▶ [What the task requires]: Retype the tail of the data exactly, starting at the line containing "For every instance of the football" and stopping at the last line.
Start Entries supplied
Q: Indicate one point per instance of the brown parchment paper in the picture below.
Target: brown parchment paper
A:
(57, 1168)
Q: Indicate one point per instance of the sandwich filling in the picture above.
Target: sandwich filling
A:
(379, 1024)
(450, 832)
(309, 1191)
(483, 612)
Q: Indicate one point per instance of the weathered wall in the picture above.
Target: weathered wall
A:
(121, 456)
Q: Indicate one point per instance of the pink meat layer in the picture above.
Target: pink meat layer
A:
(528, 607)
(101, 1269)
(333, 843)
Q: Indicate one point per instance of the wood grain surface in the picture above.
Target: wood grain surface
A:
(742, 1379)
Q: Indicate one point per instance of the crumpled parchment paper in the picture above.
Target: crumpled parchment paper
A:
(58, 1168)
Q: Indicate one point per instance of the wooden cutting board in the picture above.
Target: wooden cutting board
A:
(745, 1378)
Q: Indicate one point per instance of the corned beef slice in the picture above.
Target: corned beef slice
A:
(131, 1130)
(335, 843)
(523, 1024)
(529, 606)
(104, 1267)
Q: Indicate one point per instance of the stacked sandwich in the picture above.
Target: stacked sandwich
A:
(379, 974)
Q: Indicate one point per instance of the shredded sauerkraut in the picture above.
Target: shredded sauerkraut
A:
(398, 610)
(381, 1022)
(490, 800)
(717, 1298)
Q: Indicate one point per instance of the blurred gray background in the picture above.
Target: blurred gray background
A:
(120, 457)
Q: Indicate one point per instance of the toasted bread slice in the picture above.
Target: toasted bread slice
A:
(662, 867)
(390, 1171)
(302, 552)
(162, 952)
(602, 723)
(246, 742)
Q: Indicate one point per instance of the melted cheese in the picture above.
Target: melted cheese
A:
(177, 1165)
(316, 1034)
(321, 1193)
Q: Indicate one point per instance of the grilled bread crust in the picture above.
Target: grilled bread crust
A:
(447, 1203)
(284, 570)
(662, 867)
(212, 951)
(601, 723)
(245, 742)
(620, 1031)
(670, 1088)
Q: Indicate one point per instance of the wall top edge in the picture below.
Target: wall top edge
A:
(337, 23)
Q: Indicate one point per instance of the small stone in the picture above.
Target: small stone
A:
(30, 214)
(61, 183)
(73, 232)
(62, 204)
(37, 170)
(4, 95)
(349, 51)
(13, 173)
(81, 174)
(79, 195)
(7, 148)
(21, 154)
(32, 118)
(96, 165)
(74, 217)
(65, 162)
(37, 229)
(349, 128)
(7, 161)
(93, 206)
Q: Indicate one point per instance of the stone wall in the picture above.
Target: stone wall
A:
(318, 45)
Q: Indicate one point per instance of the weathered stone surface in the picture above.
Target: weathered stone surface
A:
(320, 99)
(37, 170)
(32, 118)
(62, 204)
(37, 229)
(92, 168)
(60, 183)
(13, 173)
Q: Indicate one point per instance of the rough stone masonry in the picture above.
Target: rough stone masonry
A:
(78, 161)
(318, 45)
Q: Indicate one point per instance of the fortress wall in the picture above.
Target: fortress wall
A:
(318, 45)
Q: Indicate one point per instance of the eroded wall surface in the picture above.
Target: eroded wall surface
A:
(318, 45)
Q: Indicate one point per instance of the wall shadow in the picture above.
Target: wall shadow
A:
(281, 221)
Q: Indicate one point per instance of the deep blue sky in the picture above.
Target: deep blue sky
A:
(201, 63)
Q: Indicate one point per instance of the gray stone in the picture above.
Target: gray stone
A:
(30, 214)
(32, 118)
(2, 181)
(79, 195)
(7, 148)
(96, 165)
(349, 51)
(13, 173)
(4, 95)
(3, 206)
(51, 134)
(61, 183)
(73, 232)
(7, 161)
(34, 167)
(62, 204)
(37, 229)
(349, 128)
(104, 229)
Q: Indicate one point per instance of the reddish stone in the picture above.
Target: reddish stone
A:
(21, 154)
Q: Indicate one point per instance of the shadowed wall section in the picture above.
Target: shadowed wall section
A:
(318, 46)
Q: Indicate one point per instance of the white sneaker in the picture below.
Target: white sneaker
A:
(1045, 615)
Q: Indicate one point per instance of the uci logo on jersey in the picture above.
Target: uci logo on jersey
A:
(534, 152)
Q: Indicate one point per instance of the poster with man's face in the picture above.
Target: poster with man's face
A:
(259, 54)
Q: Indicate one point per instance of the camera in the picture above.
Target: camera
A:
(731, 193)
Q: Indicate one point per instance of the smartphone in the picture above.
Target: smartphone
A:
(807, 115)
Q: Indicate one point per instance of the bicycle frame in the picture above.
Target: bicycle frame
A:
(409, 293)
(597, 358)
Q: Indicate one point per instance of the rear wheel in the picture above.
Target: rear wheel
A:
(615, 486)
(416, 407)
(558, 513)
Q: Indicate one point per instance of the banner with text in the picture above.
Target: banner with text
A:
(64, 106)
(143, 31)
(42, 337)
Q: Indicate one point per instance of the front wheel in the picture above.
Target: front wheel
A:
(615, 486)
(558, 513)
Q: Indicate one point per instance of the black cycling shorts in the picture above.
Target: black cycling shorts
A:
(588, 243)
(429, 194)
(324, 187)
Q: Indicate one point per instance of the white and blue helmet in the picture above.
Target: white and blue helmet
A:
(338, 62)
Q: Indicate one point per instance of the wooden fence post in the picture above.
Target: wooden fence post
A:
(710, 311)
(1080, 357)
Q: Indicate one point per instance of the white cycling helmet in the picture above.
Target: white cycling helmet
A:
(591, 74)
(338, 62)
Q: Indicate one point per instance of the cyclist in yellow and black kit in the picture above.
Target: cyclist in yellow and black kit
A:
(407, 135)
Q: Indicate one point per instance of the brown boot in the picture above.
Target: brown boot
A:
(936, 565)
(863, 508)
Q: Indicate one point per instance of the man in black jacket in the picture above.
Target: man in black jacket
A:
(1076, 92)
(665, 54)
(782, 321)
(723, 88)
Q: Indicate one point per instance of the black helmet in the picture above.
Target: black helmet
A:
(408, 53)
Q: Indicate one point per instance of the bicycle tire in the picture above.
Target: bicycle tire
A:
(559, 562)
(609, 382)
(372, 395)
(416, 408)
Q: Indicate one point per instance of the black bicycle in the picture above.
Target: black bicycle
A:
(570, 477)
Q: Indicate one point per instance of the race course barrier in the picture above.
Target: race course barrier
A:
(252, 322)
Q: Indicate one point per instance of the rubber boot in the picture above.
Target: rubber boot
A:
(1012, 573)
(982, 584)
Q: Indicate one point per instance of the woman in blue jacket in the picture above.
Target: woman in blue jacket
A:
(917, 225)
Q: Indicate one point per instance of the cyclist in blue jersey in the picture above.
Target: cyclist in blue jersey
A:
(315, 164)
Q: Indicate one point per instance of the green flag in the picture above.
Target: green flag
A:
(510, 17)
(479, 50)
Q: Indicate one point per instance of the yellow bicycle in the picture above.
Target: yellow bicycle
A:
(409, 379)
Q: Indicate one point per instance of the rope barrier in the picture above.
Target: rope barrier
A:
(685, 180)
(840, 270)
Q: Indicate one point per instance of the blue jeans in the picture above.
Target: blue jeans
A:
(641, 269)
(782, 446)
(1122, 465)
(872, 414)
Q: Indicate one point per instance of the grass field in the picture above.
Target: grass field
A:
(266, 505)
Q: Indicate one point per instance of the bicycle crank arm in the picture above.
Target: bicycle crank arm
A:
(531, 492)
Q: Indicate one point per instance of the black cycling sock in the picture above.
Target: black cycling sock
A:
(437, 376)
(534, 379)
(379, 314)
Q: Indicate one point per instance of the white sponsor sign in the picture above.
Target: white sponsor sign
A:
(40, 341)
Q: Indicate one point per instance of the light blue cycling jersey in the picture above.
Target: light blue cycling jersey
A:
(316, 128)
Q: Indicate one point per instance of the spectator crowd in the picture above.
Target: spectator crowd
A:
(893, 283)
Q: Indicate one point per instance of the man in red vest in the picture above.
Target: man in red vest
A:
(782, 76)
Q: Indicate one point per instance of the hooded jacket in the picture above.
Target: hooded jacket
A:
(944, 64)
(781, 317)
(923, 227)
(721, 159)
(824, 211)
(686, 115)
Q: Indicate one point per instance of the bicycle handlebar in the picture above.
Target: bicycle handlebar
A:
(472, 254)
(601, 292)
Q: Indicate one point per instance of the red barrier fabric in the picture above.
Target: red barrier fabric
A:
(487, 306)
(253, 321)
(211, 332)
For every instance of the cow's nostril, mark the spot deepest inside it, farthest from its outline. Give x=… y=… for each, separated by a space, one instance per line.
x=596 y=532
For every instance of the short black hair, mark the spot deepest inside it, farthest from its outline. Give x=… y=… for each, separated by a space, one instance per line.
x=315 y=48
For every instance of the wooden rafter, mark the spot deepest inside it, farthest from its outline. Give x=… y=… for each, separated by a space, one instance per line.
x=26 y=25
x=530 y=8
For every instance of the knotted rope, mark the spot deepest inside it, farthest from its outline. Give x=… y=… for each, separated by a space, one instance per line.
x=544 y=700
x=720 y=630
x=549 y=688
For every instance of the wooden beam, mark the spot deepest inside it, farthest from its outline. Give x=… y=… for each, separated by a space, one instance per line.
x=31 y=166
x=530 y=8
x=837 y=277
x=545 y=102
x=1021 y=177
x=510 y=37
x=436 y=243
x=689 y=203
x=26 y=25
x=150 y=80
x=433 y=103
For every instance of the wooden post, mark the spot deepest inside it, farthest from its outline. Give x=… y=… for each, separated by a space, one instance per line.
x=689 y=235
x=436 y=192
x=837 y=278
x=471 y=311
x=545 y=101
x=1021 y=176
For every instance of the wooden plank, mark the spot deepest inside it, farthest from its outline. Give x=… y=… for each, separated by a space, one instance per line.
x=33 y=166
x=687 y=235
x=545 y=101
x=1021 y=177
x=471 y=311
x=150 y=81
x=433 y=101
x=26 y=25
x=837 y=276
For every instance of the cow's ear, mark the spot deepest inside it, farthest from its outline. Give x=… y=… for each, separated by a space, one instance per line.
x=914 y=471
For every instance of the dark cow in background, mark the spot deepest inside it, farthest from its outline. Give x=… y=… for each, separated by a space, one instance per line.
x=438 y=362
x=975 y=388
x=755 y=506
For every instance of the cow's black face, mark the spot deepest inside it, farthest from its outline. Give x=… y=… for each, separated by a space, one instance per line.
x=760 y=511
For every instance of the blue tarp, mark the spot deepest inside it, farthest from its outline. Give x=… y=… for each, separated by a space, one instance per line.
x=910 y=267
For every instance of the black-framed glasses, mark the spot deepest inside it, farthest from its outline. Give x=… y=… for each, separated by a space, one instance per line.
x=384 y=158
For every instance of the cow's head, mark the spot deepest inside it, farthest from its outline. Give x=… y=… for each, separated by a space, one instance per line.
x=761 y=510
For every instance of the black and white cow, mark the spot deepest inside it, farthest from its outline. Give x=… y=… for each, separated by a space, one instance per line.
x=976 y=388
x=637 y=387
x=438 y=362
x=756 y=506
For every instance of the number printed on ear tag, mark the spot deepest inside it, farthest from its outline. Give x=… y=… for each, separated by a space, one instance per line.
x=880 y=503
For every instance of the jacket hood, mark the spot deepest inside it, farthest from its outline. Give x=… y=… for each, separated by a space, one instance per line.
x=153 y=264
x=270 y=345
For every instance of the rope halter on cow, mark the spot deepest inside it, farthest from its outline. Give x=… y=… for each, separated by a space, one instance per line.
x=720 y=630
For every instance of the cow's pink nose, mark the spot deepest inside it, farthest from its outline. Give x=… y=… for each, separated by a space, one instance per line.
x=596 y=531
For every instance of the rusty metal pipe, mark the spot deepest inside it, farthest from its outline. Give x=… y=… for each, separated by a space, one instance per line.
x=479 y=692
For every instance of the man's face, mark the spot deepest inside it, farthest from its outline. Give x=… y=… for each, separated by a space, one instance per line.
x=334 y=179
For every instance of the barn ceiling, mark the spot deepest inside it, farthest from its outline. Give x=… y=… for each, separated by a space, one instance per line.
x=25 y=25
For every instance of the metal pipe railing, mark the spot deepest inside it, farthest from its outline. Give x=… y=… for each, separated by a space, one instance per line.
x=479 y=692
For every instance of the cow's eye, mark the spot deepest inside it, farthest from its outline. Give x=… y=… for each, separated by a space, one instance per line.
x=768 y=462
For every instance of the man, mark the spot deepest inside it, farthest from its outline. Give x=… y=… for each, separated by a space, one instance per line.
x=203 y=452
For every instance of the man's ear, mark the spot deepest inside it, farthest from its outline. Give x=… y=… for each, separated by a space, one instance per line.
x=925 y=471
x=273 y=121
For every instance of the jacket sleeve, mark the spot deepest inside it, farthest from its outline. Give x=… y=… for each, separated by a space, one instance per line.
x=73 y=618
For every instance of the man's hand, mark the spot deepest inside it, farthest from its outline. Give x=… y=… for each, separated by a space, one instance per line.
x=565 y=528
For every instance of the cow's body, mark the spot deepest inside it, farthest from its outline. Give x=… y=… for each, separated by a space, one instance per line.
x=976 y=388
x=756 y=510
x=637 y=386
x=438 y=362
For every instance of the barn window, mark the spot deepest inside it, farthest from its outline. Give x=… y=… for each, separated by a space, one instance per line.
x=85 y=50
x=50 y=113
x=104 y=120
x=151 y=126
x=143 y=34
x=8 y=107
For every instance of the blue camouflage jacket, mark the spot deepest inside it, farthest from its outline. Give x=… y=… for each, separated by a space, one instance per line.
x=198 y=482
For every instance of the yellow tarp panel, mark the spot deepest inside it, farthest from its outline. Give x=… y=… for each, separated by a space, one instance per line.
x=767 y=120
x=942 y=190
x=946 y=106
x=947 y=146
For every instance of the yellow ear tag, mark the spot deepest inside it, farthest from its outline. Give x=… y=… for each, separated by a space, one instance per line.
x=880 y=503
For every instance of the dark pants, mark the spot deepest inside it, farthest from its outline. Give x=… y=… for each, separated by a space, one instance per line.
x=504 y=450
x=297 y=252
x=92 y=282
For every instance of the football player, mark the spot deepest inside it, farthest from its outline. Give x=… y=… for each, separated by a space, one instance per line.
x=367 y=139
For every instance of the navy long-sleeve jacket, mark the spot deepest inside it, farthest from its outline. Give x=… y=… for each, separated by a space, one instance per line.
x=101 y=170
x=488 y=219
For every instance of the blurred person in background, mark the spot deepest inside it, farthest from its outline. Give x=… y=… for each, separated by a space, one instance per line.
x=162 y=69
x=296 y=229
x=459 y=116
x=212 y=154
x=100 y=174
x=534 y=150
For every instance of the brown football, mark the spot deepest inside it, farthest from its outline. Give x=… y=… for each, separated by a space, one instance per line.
End Entries supplied
▶ [Solution to this problem]:
For every instance of the football player, mark the spot deepest inside it, farthest from its outline. Give x=… y=… for each, separated by a space, one instance per line.
x=367 y=139
For every instance of the navy long-sleeve jacket, mark the spot deepest inside it, farthest from its outline. Give x=… y=… for each, separated by a space, one instance per line.
x=101 y=170
x=488 y=219
For every instance of the blurred person in background, mark the spot deepest inside it, farthest from its outline. Give x=… y=… for each, separated by a space, one instance per line.
x=162 y=69
x=296 y=229
x=459 y=116
x=212 y=154
x=100 y=174
x=534 y=150
For every instance of the brown football, mark the spot deepest inside it, farthest from its outline. Give x=… y=… for each, separated by a space, one instance per line.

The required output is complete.